- [TEXTO DE LA PÁGINA]
++++++++

Sale de la tienda y camina con las manos en los bolsillos. Sólo las saca para señalar los letreros de sus almacenes. “Ese se llama Lina Linda, porque así se llama una de mis hijas. El otro se llama Sara Linda, porque me gusta ese nombre”.
Hassan tuvo pocos hijos, sólo cuatro. Pocos comparados con la familia Nofal: son siete. Cuando sus hijos eran pequeños los mandó para Palestina para que aprendieran el idioma y no olvidaran su religión. Se veían cada año por veinte días o un mes. Gracias a ese esfuerzo, todos sus hijos crecieron con respeto hacia la cultura árabe y la religión musulmana.
En la tienda de Ahmed, el hijo menor de Hassan, hay fotos de toda la familia pegadas en la pared. El muchacho saluda efusivamente y cuenta que desde hace unos años las tiendas de la cuadra dejaron de vender sólo telas y empezaron a comerciar productos terminados. “Deja mejor ganancia”.

++++++++

- [INFORMACIÓN MOSTRADA]
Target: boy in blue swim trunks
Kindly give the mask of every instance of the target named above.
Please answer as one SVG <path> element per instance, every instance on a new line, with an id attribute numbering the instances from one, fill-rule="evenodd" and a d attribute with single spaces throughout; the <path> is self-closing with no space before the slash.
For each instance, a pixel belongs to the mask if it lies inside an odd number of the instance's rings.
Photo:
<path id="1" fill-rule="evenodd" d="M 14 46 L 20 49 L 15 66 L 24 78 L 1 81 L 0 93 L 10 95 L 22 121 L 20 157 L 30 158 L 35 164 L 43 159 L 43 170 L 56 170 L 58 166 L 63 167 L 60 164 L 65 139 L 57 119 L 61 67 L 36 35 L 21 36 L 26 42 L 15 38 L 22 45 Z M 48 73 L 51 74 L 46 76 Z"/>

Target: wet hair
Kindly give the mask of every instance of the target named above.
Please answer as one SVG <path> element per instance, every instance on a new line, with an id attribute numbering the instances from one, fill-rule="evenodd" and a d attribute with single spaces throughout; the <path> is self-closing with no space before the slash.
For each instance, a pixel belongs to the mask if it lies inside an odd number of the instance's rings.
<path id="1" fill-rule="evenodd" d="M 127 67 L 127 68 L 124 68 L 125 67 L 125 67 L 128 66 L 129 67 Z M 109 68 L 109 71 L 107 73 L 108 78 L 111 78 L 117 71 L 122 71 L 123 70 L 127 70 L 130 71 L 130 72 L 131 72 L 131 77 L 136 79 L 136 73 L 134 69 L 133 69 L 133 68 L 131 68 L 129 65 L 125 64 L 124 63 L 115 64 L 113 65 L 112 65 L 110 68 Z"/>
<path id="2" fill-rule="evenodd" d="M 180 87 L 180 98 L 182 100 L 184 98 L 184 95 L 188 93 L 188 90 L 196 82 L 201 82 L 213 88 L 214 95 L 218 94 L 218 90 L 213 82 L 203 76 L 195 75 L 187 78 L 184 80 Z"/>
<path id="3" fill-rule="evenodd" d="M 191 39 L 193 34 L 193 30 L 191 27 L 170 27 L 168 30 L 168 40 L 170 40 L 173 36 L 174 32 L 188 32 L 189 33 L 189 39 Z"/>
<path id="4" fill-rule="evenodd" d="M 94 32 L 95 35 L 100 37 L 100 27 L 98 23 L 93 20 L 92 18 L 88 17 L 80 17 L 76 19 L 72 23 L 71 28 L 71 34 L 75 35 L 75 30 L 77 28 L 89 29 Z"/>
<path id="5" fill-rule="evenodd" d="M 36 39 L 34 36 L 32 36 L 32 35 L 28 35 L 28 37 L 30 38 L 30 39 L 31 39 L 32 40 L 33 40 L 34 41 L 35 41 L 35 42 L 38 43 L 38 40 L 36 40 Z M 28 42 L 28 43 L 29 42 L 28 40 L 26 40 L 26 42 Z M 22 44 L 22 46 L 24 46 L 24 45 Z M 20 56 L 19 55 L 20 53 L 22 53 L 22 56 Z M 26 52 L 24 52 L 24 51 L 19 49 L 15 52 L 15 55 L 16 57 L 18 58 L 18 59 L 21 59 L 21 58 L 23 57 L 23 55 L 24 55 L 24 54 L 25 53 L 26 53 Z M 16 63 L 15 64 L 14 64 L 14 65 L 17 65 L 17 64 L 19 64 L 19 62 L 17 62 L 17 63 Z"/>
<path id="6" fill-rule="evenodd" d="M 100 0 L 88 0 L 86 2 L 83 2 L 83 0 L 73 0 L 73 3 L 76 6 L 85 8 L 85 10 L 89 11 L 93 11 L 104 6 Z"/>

++++++++

- [EJERCICIOS POR RESOLVER]
[1] Reproduce el texto empezando por "Hassan tuvo pocos" y siguiendo hasta "la religión musulmana.", pero cambia "Palestina" por "Jordania".
[2] Por favor, indica cuántos hijos tuvo Hassan según el texto.
El listado es material aparte y no forma parte del texto.

- [SOLUCIONES]
[1]
Hassan tuvo pocos hijos, sólo cuatro. Pocos comparados con la familia Nofal: son siete. Cuando sus hijos eran pequeños los mandó para Jordania para que aprendieran el idioma y no olvidaran su religión. Se veían cada año por veinte días o un mes. Gracias a ese esfuerzo, todos sus hijos crecieron con respeto hacia la cultura árabe y la religión musulmana.

[2] Cuatro.